--- Text segment ---
====

Real-time Translation: Critical for live interpretation services where translations need to be delivered as soon as the speaker completes their thought, maintaining the flow of conversation.

Dictation & Transcription: Helps dictation software determine when users have completed their input, improving speed of final transcription and user experience.

End of Utterance Configuration

Speechmatics' Speech-To-Text allows you to use a period of silence to determine when a user has finished speaking. This is known as End of Utterance detection and is one way to detect End of Turn.

To enable End of Utterance detection, include the following in the StartRecognition message:

{
"type": "transcription",
"transcription_config": {
"conversation_config": {
"end_of_utterance_silence_trigger": 0.5
},
"language": "en",
}
}
  • end_of_utterance_silence_trigger (Number): Allowed between 0 and 2 seconds. Setting to 0 seconds disables detection. This is the number of seconds of non-speech (silence) to wait before an End of Utterance is identified. When this happens, speechmatics will send a Final transcript message, followed by an extra EndOfUtterance message

Notes

  • We recommend 0.5-0.8 seconds for most voice AI applications. Longer values (0.8-1.2s) may be better for dictation applications.
  • Keep the end_of_utterance_silence_trigger lower than the max_delay value.
  • EndOfUtterance messages are only sent after some speech is recognised and duplicate EndOfUtterance messages will never be sent for the same period of silence.
  • The EndOfUtterance message is not related to any specific individual identified by Diarization and will not contain speaker information.

====

--- Listed records ---

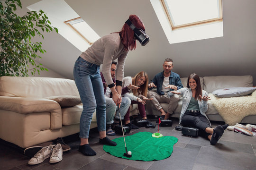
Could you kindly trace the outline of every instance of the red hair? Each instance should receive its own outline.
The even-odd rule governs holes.
[[[136,15],[130,15],[129,20],[136,28],[145,31],[145,27],[139,17]],[[136,41],[134,40],[134,32],[126,23],[125,23],[122,29],[118,33],[121,35],[122,43],[126,50],[133,50],[136,48]]]

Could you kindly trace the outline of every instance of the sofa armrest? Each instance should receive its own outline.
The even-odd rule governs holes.
[[[0,96],[0,109],[20,114],[49,112],[51,129],[62,127],[61,108],[57,102],[51,100],[2,96]]]

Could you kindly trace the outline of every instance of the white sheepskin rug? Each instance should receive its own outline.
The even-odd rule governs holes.
[[[211,102],[225,122],[233,126],[247,116],[256,115],[256,90],[251,94],[235,97],[217,97],[209,94]]]

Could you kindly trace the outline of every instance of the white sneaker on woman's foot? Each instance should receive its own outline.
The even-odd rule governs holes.
[[[53,153],[50,158],[50,163],[56,163],[62,160],[62,148],[61,144],[58,144],[53,148]]]
[[[228,130],[229,130],[234,131],[234,128],[235,128],[235,127],[242,128],[244,128],[244,129],[246,128],[245,125],[240,124],[240,123],[237,123],[236,124],[236,125],[235,125],[235,126],[228,126],[228,128],[227,128],[227,129]]]
[[[246,125],[246,129],[251,132],[256,132],[256,126],[250,124]]]
[[[39,151],[33,158],[28,161],[29,165],[36,165],[43,162],[46,159],[50,158],[53,149],[53,145],[50,145],[47,148],[42,148]]]

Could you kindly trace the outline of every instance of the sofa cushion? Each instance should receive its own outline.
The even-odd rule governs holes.
[[[79,96],[74,81],[51,77],[0,77],[0,95],[35,97],[71,95]]]
[[[230,87],[218,89],[212,92],[216,97],[238,97],[249,94],[253,93],[256,87]]]
[[[220,76],[203,77],[203,89],[209,93],[215,90],[238,87],[252,87],[251,76]]]
[[[72,95],[62,95],[45,97],[57,102],[61,107],[72,107],[82,103],[80,97]]]

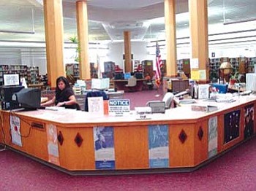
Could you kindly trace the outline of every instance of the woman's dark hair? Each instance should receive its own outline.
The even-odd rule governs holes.
[[[59,77],[56,79],[56,93],[61,92],[61,90],[59,88],[58,84],[59,83],[59,82],[61,82],[61,81],[65,84],[65,89],[67,87],[70,87],[69,82],[67,80],[67,79],[64,77]]]

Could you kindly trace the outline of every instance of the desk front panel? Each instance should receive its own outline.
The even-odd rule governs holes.
[[[178,112],[180,109],[173,111]],[[246,114],[248,114],[252,111],[251,114],[254,118],[252,128],[254,131],[251,132],[248,137],[245,135],[245,129],[249,125],[246,124],[251,123],[246,122],[245,119]],[[85,112],[75,111],[74,112],[74,115],[69,113],[69,120],[74,120],[74,119],[76,120],[76,114],[89,117],[84,115]],[[56,142],[56,147],[59,152],[59,165],[69,171],[94,171],[97,169],[94,127],[105,125],[113,128],[115,163],[113,170],[151,168],[149,160],[151,136],[149,131],[152,126],[153,128],[167,127],[168,165],[165,168],[171,168],[197,166],[210,157],[231,148],[246,139],[249,139],[256,132],[255,104],[254,101],[244,103],[241,105],[237,105],[218,112],[211,112],[208,116],[202,115],[203,117],[194,120],[182,120],[181,118],[178,121],[177,120],[167,120],[165,117],[165,118],[163,118],[165,120],[159,121],[138,120],[129,122],[128,121],[122,122],[120,118],[116,119],[117,122],[112,121],[112,118],[106,118],[105,125],[103,122],[96,118],[95,121],[89,121],[89,118],[86,118],[88,122],[81,122],[82,120],[78,118],[78,120],[80,120],[78,124],[65,123],[66,121],[68,122],[67,120],[60,122],[58,119],[62,119],[61,117],[50,117],[54,112],[49,112],[48,113],[48,111],[39,111],[38,116],[47,115],[50,117],[50,120],[37,119],[38,117],[36,117],[36,114],[15,114],[20,119],[22,147],[20,147],[12,143],[10,131],[10,112],[1,111],[1,113],[3,128],[1,130],[4,130],[5,144],[44,161],[49,160],[48,132],[45,127],[49,125],[55,125],[57,131],[56,136],[58,136],[59,140]],[[201,114],[200,112],[195,113],[197,115]],[[225,119],[229,119],[228,117],[232,117],[233,113],[239,113],[240,114],[239,117],[238,117],[239,128],[238,129],[238,133],[235,130],[232,131],[231,133],[227,131],[228,122],[225,122]],[[174,114],[170,116],[173,117]],[[72,118],[73,117],[74,118]],[[214,119],[214,125],[217,125],[216,130],[211,130],[209,131],[210,119]],[[38,128],[38,126],[42,128]],[[211,133],[214,134],[210,135]],[[230,135],[229,133],[231,133],[231,136],[236,135],[235,138],[230,137],[230,139],[227,140],[227,137]],[[60,141],[60,135],[61,135],[62,141]],[[75,141],[78,135],[81,138],[79,145]]]

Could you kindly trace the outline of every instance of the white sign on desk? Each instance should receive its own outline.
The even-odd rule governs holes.
[[[88,98],[88,112],[97,116],[104,115],[103,97]]]
[[[108,115],[121,117],[129,114],[129,99],[110,99],[108,101]]]

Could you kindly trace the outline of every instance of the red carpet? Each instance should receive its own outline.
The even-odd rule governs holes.
[[[154,99],[156,92],[129,93],[125,98],[132,98],[132,103],[135,99],[134,104],[143,106],[150,100],[146,96],[151,95]],[[252,191],[256,190],[255,145],[254,137],[191,173],[102,176],[72,176],[6,150],[0,152],[0,190]]]
[[[256,190],[256,137],[191,173],[72,176],[0,152],[0,190]]]

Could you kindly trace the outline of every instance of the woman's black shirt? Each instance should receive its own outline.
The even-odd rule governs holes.
[[[56,93],[55,95],[55,98],[56,98],[55,105],[57,105],[59,102],[69,101],[69,98],[73,95],[74,95],[74,92],[70,87],[67,87],[64,89],[62,91]],[[76,104],[73,105],[69,105],[69,106],[65,105],[61,106],[64,106],[65,108],[67,108],[67,109],[77,109]]]

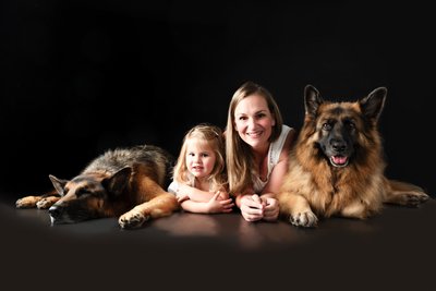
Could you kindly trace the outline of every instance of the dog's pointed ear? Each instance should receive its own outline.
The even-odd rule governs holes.
[[[53,187],[55,187],[56,192],[58,192],[58,194],[61,195],[61,196],[65,195],[65,192],[63,191],[63,189],[65,187],[65,184],[69,181],[68,180],[58,179],[52,174],[49,174],[48,178],[50,178],[50,181],[53,184]]]
[[[386,87],[378,87],[359,101],[362,112],[367,119],[375,122],[378,120],[385,106],[387,93]]]
[[[306,116],[316,116],[319,105],[324,102],[319,92],[312,85],[304,87],[304,107]]]
[[[109,195],[118,196],[124,191],[132,175],[132,168],[125,167],[101,181]]]

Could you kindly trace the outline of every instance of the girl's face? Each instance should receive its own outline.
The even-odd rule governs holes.
[[[208,178],[214,170],[216,155],[211,147],[197,138],[186,142],[186,167],[197,179]]]
[[[250,95],[234,110],[234,129],[242,141],[254,149],[269,145],[269,136],[276,124],[263,96]]]

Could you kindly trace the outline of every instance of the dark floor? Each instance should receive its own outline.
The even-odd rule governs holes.
[[[0,216],[1,274],[14,290],[435,290],[434,199],[312,230],[186,213],[138,230],[121,230],[116,218],[51,227],[46,210],[10,201],[0,203]]]

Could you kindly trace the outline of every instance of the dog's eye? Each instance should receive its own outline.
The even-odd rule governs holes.
[[[77,189],[77,190],[76,190],[75,195],[76,195],[77,197],[80,197],[80,196],[82,196],[82,195],[84,195],[84,194],[86,194],[86,193],[87,193],[86,189],[81,187],[81,189]]]

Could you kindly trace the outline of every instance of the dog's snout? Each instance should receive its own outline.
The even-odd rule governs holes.
[[[53,205],[48,209],[48,213],[52,218],[59,218],[62,216],[62,207]]]
[[[347,144],[342,140],[331,140],[330,144],[337,153],[343,153],[347,149]]]

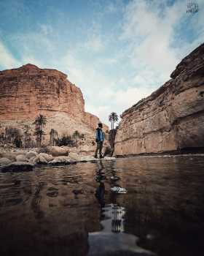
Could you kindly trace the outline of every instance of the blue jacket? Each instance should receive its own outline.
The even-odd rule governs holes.
[[[103,135],[103,131],[100,128],[96,129],[95,140],[96,140],[96,142],[104,140],[104,135]]]

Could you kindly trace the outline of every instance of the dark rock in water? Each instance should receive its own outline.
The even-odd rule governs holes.
[[[120,179],[120,178],[118,176],[111,176],[111,181],[118,181],[119,179]]]
[[[88,256],[147,256],[155,255],[136,244],[137,237],[126,233],[89,233]]]
[[[29,172],[34,170],[34,165],[26,162],[14,162],[0,167],[1,173],[6,172]]]
[[[111,187],[111,191],[117,194],[126,194],[128,192],[128,190],[126,189],[119,187]]]
[[[72,192],[74,195],[84,194],[83,189],[74,189],[74,190],[72,190]]]

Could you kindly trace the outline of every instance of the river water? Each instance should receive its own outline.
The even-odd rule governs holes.
[[[0,255],[203,255],[203,166],[152,157],[0,173]]]

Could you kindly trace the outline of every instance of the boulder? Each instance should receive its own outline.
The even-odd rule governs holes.
[[[79,162],[93,162],[97,160],[98,159],[93,157],[93,156],[83,156],[79,159]]]
[[[30,159],[31,157],[37,157],[37,153],[36,151],[28,151],[26,154],[26,158],[28,158],[28,159]]]
[[[28,172],[34,170],[34,165],[26,162],[14,162],[0,167],[0,171],[6,172]]]
[[[50,147],[49,151],[53,157],[68,156],[68,148],[64,147],[59,147],[58,146],[53,146]]]
[[[38,165],[47,165],[48,163],[47,159],[40,155],[37,156],[34,162],[36,162]]]
[[[82,156],[79,156],[77,153],[69,152],[68,157],[74,161],[80,161]]]
[[[7,157],[2,157],[0,158],[0,166],[1,165],[9,165],[12,162],[11,160],[9,160],[8,158]]]
[[[25,154],[18,154],[15,157],[17,162],[28,162]]]
[[[52,154],[46,154],[46,153],[40,153],[39,154],[39,157],[42,157],[47,162],[50,162],[50,161],[52,161],[54,159],[54,157],[52,157]]]
[[[105,157],[103,159],[104,160],[114,160],[116,158],[111,157]]]
[[[68,157],[60,156],[55,157],[54,159],[52,161],[50,161],[49,163],[52,165],[64,165],[72,163],[72,162],[73,161],[71,161]]]

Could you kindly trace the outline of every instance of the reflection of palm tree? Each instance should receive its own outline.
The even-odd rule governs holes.
[[[118,116],[115,112],[111,113],[109,116],[109,120],[111,122],[111,129],[114,129],[114,123],[118,121]]]
[[[113,204],[112,206],[112,222],[111,222],[111,230],[114,233],[119,233],[123,231],[122,217],[125,214],[123,208],[118,206],[117,204]]]

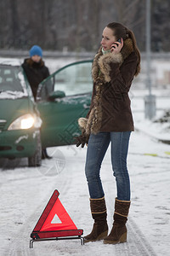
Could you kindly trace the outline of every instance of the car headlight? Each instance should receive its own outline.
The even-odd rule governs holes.
[[[22,130],[30,129],[31,127],[39,128],[41,127],[41,125],[42,119],[39,117],[26,113],[16,119],[12,124],[10,124],[8,130]]]

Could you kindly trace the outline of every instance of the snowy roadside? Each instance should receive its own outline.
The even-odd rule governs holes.
[[[83,229],[84,235],[90,231],[93,221],[84,176],[86,148],[74,146],[48,148],[54,158],[44,160],[40,168],[26,167],[26,160],[18,162],[15,169],[8,166],[8,163],[5,166],[4,162],[0,161],[0,238],[3,241],[0,254],[168,255],[170,157],[164,157],[165,151],[170,151],[169,145],[156,143],[139,132],[132,134],[128,156],[132,183],[128,241],[116,246],[106,246],[102,241],[81,246],[77,241],[60,241],[39,242],[34,245],[33,249],[29,248],[30,234],[54,189],[60,191],[60,199],[77,228]],[[145,154],[153,153],[158,156]],[[62,158],[61,166],[58,155]],[[110,229],[116,184],[112,177],[110,149],[102,165],[101,177]]]

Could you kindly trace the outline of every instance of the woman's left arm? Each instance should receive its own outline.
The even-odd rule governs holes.
[[[137,67],[137,56],[132,53],[120,66],[110,62],[110,84],[114,90],[128,92]]]
[[[99,65],[105,82],[110,82],[114,90],[127,92],[136,73],[138,59],[132,52],[123,60],[121,49],[117,47],[112,53],[102,55]]]

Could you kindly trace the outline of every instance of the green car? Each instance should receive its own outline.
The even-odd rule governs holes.
[[[92,61],[71,63],[38,86],[37,101],[17,61],[0,61],[0,158],[28,157],[41,166],[42,148],[71,145],[89,109]]]

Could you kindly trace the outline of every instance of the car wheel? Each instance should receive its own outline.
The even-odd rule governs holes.
[[[28,158],[28,166],[29,167],[36,167],[40,166],[42,165],[42,143],[40,135],[37,138],[37,147],[36,153]]]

====

--- Task instructions ---
(a) In the text on End of Utterance detection, what range of silence values may suit dictation applications better?
(b) Please extend the text on End of Utterance detection past its last note.

--- Per-task answers ---
(a) Longer values, 0.8 to 1.2 seconds.

(b)
Example End of Utterance Message

{
"message": "EndOfUtterance",
"format": "2.9",
"metadata": {
"start_time": 1.07,
"end_time": 1.07
}
}

Semantic End of Turn

While silence-based End of Utterance is enough for many use cases, it is often improved by combining it with the context of the conversation. This is known as 'Semantic End of Turn Detection'. You can try Semantic End of Turn right away with our free Flow service demo!

Semantic End of Turn comes already included in Flow to provide the best experience for your users. You can also check out our Semantic End-of-Turn detection "how to" guide for more details on how to implement this in your own application.

Code Examples

Real-time streaming from microphone - ideal for voice AI applications.

import speechmatics
import pyaudio
import threading
import time
import asyncio

API_KEY = "YOUR_API_KEY"
LANGUAGE = "en"
CONNECTION_URL = f"wss://eu2.rt.speechmatics.com/v2"

# Audio recording parameters
SAMPLE_RATE = 16000
CHUNK_SIZE = 1024
FORMAT = pyaudio.paFloat32


class AudioProcessor:
def __init__(self):
self.wave_data = bytearray()
self.read_offset = 0

async def read(self, chunk_size):
while self.read_offset + chunk_size > len(self.wave_data):
await asyncio.sleep(0.001)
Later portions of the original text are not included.